— SET TASK —
Rewrite the stretch of the records below, from the line containing "Would you be so kind as to detect the dog's" through the end of the records, as a JSON list of strings, with one string for each line and blank lines left out.

— RECORDS —

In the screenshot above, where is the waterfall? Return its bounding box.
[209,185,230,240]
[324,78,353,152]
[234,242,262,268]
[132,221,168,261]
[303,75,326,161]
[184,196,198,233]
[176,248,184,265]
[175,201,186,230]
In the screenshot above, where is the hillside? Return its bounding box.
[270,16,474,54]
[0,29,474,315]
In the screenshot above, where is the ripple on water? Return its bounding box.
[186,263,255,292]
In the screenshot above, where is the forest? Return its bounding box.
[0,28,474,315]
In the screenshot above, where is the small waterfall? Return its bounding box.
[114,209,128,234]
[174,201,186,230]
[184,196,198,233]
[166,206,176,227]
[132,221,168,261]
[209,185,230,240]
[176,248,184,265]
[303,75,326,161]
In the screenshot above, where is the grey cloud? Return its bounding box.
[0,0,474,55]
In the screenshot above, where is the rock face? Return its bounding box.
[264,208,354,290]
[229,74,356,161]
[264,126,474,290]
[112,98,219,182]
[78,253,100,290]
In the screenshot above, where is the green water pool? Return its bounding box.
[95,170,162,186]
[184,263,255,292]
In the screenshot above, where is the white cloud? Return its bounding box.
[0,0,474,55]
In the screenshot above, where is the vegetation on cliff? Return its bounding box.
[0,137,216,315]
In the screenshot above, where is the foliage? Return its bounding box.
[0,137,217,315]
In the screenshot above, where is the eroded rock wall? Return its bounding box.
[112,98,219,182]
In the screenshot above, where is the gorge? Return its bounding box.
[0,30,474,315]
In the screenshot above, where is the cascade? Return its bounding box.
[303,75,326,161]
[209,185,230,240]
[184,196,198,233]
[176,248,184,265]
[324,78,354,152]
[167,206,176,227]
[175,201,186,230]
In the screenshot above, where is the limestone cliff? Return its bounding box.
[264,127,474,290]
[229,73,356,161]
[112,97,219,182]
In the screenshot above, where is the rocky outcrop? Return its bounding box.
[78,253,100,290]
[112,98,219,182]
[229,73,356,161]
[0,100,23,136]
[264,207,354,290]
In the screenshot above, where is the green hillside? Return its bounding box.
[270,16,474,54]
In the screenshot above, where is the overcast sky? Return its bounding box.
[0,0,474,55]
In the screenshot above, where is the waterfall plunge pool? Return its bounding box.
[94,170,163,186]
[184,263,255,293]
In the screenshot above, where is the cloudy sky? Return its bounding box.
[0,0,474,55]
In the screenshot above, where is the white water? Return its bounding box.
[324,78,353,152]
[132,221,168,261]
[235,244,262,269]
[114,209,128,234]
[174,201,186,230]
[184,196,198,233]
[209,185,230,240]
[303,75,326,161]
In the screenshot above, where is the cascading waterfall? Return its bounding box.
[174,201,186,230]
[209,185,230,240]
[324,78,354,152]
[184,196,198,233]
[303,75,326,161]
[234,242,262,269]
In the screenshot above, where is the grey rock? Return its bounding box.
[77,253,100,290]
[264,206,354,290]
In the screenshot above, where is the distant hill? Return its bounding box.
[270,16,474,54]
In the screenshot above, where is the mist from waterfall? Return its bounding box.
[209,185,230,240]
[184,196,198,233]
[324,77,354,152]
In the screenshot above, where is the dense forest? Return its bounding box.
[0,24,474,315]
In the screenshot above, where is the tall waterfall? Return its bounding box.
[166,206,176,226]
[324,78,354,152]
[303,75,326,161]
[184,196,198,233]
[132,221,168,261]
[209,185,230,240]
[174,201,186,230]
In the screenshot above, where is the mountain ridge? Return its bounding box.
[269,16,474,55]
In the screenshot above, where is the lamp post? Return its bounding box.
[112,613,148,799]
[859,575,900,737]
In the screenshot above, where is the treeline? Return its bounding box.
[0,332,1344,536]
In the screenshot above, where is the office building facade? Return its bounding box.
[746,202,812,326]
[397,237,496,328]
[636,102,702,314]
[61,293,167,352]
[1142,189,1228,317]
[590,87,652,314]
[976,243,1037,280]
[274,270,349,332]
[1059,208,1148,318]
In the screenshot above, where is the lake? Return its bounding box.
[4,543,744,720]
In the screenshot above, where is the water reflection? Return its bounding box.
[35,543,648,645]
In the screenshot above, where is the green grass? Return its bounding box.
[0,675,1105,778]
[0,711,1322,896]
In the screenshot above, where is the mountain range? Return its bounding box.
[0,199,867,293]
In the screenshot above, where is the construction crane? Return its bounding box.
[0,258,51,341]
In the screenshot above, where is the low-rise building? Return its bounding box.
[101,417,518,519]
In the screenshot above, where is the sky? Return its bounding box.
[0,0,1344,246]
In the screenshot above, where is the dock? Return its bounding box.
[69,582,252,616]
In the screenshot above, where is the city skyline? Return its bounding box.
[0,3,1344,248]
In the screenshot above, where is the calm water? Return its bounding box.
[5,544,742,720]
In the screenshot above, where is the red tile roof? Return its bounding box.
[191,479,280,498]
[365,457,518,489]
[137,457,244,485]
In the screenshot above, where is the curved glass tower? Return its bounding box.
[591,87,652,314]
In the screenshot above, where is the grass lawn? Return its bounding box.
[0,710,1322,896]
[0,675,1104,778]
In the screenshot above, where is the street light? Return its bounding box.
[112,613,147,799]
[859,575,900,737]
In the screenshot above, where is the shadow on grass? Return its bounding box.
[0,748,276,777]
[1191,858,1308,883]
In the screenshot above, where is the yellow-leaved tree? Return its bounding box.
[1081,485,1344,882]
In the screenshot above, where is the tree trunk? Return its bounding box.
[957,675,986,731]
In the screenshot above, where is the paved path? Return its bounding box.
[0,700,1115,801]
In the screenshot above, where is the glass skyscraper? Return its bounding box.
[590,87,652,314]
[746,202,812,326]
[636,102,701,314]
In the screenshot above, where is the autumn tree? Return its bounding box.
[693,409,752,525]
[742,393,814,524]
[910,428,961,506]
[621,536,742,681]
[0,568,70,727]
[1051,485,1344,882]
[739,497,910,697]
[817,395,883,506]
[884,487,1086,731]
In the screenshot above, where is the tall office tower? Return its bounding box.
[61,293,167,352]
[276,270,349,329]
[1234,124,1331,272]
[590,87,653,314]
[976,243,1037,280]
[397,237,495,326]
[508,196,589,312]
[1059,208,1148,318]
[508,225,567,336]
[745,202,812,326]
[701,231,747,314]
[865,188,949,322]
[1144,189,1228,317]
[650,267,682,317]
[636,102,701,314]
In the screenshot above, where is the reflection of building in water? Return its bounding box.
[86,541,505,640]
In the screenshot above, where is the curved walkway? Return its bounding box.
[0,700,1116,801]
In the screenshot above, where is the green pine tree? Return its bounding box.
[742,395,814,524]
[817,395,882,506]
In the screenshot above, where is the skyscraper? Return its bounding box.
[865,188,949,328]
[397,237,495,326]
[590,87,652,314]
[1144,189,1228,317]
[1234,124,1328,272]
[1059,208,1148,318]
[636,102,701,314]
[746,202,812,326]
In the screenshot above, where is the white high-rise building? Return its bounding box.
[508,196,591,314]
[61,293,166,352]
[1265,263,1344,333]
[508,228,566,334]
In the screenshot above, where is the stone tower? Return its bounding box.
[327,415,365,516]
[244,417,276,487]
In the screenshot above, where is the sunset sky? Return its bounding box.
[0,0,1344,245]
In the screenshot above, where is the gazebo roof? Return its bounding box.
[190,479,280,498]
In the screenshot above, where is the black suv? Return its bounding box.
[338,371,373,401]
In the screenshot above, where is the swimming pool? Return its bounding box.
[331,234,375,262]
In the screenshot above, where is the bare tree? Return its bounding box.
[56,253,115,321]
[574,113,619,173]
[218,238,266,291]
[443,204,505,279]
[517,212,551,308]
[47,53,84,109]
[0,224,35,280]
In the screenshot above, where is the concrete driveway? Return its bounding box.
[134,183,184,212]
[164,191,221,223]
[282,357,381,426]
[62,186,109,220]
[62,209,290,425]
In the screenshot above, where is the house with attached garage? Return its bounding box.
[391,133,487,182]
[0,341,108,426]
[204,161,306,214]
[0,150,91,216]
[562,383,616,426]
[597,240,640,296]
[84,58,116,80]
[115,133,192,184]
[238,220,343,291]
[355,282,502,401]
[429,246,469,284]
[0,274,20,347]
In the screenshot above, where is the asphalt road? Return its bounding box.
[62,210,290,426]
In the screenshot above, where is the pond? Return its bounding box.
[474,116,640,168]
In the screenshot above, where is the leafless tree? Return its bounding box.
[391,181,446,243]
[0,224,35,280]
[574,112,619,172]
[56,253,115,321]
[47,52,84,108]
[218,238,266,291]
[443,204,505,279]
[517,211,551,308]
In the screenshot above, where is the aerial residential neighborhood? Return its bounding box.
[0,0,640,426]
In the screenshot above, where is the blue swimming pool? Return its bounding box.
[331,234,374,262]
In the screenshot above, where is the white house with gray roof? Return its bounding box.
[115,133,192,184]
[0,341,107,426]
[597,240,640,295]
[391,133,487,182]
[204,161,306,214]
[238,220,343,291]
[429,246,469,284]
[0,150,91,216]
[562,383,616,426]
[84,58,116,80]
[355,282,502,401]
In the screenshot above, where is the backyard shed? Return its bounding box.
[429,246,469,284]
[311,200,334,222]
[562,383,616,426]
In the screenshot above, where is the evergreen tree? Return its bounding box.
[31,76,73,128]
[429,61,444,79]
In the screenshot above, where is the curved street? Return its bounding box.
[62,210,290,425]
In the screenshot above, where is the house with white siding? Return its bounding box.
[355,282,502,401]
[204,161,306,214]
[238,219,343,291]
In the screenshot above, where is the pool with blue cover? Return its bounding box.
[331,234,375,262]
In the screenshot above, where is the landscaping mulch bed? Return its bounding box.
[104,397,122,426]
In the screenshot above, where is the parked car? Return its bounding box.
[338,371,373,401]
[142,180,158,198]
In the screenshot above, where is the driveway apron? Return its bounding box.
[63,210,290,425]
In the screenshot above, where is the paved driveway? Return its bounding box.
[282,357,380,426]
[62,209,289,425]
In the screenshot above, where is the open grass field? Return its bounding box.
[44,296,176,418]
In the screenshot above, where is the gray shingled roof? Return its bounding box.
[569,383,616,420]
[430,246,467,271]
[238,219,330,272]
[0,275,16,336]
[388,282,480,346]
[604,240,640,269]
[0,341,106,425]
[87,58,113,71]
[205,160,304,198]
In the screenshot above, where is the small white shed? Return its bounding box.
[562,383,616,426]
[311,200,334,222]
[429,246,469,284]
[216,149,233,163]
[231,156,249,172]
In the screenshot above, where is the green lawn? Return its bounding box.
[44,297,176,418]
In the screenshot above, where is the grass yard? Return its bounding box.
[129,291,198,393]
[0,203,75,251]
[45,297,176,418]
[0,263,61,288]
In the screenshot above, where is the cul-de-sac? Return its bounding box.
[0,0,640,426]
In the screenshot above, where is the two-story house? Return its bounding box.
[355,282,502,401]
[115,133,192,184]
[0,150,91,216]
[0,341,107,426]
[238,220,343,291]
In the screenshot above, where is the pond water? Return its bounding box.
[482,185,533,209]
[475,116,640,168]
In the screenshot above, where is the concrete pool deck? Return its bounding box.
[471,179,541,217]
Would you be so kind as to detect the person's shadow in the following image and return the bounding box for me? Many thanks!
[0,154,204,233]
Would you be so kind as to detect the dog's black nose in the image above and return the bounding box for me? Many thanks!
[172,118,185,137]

— REPLY TO THE TASK —
[
  "Would you be so kind as to detect the dog's black nose in the image above and return the bounding box for me? Many thanks!",
  "[172,118,185,137]"
]